**SHORT PROBLEM:**
Count the lines of the data below that contain the string "grass", matching case exactly. Reply with the number alone.

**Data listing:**

— START —

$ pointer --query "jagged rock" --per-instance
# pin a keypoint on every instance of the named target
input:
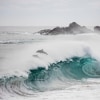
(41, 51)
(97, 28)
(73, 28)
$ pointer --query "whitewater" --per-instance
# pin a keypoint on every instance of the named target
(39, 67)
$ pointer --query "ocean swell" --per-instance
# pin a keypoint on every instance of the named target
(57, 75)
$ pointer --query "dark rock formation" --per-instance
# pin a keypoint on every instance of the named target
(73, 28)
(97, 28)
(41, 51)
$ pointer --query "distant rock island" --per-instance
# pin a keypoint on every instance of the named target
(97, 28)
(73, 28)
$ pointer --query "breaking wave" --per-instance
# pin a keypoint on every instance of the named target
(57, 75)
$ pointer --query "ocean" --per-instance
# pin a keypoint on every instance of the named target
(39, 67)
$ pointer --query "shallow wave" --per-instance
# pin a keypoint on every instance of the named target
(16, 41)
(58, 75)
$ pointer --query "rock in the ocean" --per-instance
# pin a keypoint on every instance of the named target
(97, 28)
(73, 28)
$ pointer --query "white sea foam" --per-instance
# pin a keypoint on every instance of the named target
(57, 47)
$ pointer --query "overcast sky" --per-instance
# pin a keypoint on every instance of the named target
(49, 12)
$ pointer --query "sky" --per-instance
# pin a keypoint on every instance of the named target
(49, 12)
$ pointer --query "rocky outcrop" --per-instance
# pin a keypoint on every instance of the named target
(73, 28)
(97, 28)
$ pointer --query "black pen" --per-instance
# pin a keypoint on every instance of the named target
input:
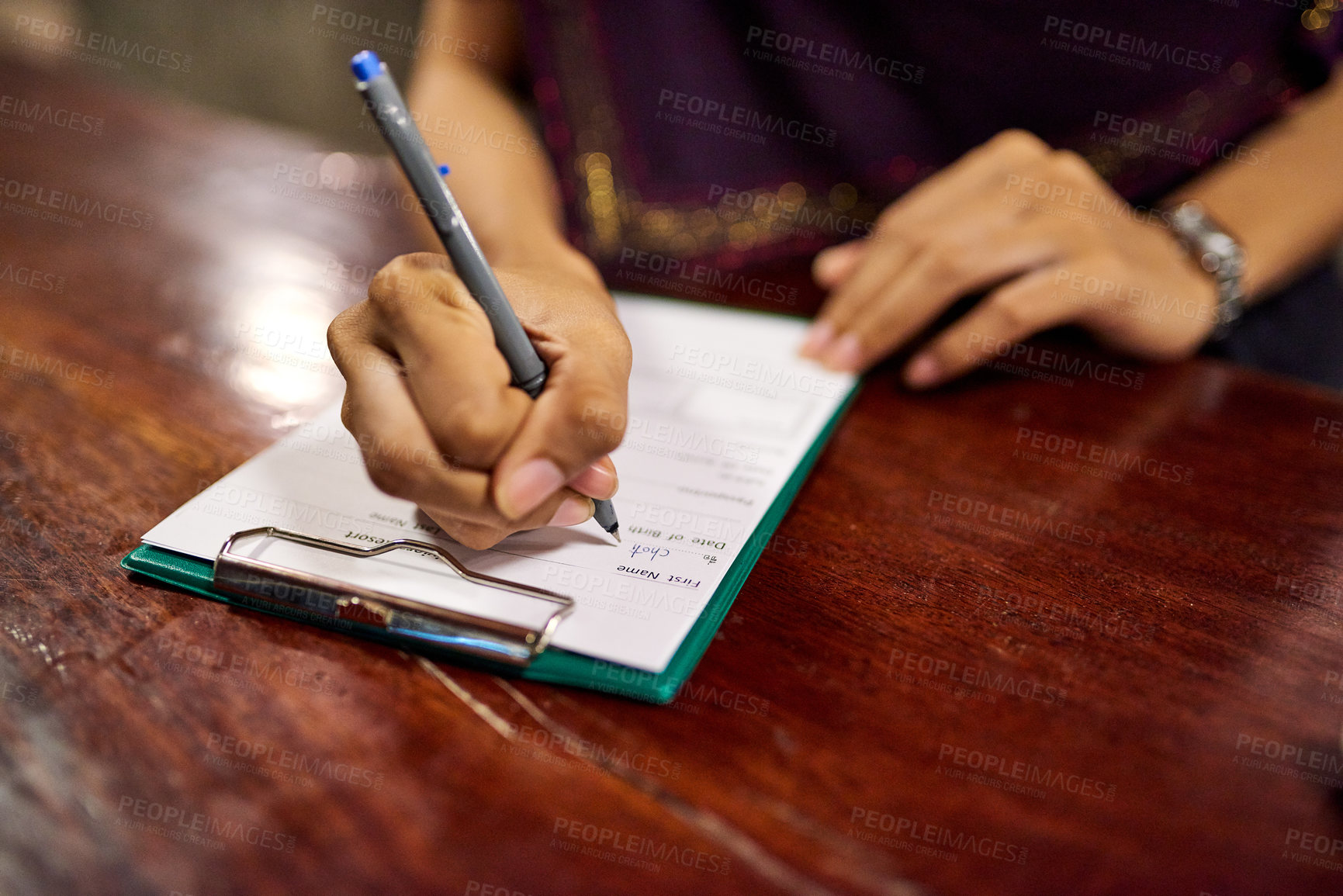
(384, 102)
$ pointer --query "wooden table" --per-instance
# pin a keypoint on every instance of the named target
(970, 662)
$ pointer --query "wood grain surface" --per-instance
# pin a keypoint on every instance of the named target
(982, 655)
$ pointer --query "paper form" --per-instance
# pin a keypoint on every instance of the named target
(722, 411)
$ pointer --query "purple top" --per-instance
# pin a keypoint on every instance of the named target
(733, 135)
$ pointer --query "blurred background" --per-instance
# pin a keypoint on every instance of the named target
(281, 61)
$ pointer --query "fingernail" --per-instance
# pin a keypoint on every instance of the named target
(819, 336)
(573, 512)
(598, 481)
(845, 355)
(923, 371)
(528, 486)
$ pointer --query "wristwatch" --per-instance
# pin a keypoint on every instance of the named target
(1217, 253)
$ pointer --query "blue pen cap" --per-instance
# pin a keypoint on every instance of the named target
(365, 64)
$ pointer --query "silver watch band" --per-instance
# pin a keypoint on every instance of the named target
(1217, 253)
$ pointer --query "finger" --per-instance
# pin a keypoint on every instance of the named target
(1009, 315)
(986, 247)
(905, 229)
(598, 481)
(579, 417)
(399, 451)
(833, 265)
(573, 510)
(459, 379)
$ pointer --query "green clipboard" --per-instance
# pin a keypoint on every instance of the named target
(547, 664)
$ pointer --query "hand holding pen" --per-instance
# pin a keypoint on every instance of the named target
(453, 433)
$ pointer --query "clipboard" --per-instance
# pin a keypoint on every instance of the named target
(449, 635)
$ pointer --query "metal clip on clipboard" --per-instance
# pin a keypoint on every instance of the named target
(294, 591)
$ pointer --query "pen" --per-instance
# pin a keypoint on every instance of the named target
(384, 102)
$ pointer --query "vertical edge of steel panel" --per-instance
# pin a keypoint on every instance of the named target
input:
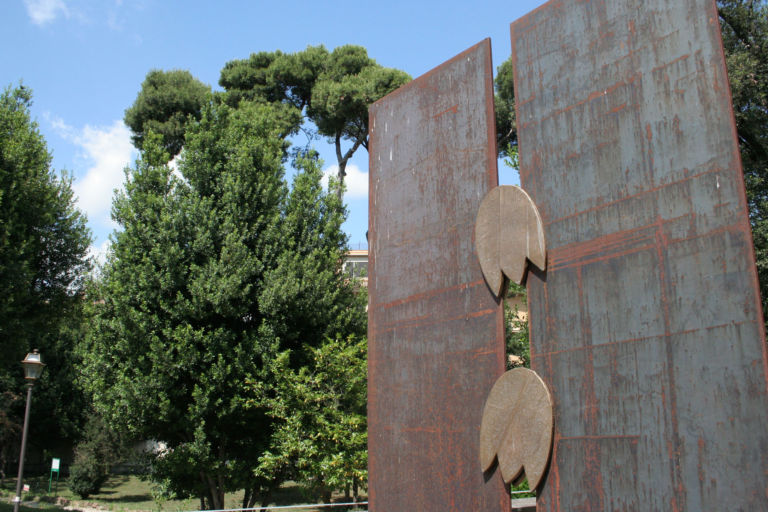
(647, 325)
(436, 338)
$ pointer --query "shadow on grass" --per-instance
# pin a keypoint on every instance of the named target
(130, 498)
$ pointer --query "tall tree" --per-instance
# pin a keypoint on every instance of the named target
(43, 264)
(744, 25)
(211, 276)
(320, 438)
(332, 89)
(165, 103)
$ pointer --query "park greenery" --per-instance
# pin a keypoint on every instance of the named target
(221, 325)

— END —
— START —

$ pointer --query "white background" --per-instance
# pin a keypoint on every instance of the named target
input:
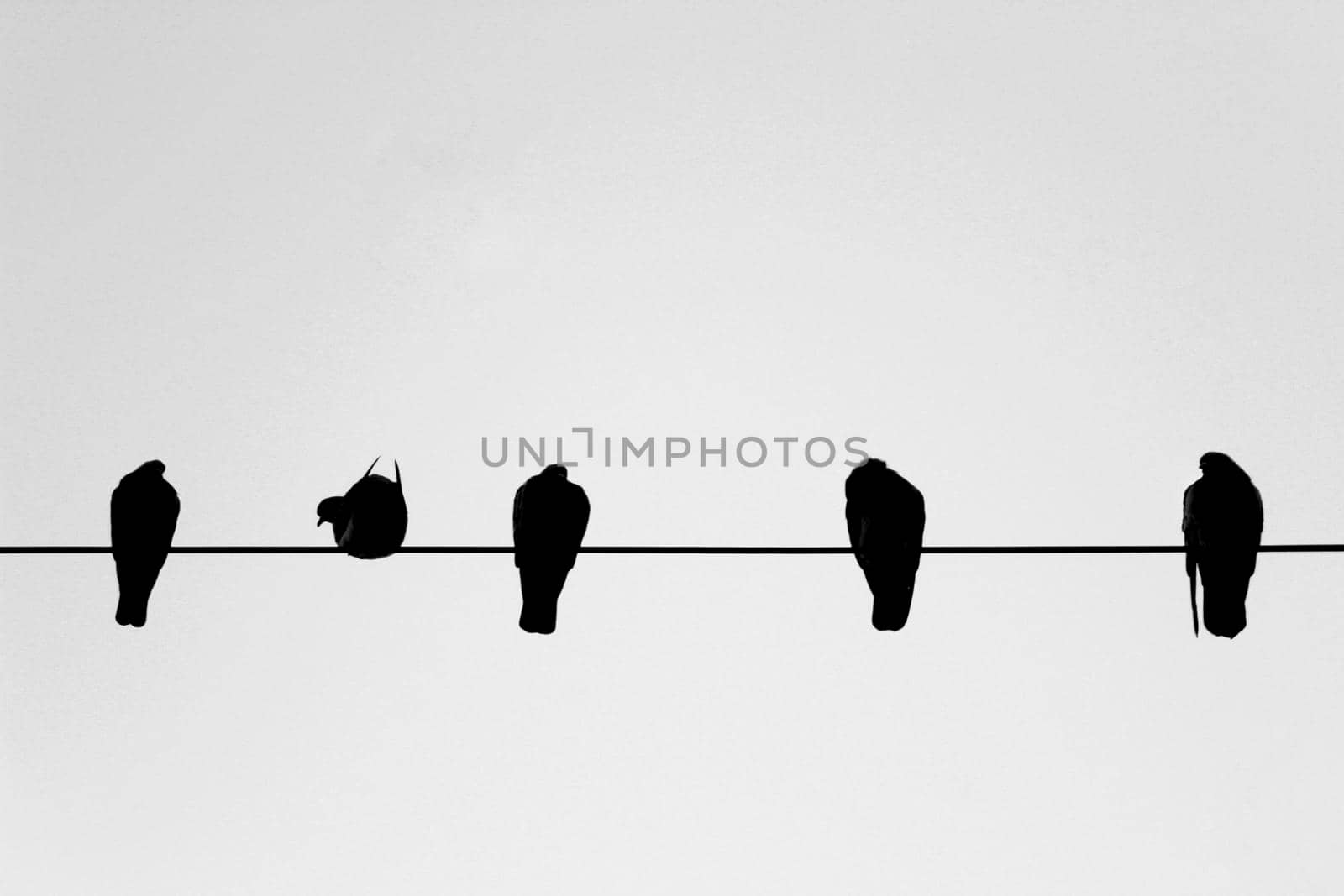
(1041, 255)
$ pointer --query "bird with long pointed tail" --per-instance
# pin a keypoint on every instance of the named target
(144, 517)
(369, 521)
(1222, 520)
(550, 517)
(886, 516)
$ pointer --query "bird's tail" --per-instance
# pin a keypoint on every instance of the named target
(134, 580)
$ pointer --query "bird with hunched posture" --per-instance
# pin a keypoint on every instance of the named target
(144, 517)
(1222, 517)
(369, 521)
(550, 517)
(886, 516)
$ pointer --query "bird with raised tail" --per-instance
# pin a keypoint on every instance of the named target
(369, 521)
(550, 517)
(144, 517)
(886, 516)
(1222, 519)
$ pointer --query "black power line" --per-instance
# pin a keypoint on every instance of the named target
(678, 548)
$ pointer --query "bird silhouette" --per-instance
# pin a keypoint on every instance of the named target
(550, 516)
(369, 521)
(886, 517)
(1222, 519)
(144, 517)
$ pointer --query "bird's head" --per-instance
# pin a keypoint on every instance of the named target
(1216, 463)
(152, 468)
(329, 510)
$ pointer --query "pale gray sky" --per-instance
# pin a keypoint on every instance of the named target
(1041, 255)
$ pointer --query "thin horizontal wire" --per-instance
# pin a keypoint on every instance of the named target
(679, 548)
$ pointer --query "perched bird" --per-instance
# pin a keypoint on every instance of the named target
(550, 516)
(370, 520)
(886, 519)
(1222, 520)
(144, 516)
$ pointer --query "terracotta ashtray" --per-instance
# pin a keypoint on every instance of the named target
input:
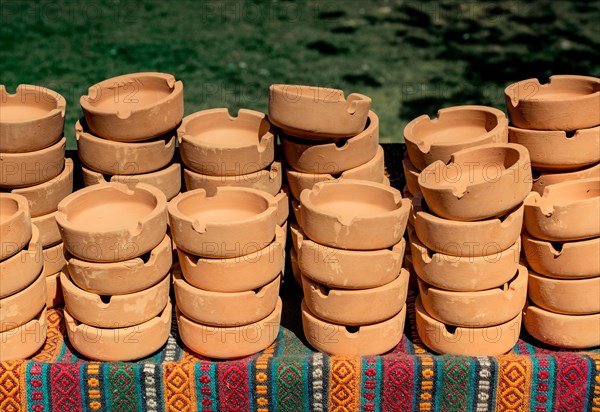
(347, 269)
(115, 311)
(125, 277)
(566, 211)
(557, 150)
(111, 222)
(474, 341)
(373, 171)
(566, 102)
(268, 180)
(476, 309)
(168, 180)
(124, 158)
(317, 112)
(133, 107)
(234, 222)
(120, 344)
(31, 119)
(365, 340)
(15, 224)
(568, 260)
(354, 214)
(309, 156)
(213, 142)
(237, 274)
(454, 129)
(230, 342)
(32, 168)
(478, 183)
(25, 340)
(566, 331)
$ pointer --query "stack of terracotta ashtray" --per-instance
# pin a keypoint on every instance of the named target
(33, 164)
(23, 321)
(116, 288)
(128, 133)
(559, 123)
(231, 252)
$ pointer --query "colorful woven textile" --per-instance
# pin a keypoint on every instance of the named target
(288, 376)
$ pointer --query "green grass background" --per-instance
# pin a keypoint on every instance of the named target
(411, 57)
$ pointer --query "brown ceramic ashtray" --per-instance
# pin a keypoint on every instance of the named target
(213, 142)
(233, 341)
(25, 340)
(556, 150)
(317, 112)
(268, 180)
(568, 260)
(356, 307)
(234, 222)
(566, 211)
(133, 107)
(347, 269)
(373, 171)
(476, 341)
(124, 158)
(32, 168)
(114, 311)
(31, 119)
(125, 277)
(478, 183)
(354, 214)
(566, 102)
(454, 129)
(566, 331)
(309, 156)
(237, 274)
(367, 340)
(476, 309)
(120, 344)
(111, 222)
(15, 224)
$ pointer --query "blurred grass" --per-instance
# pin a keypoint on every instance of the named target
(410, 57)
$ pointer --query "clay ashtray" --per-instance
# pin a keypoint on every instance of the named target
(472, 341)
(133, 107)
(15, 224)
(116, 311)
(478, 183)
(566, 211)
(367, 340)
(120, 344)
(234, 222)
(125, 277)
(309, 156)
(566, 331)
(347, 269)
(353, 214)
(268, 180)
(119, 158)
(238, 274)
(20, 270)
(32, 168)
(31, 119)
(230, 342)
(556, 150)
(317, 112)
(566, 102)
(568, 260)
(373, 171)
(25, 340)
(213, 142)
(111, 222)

— END —

**RESULT BELOW:**
3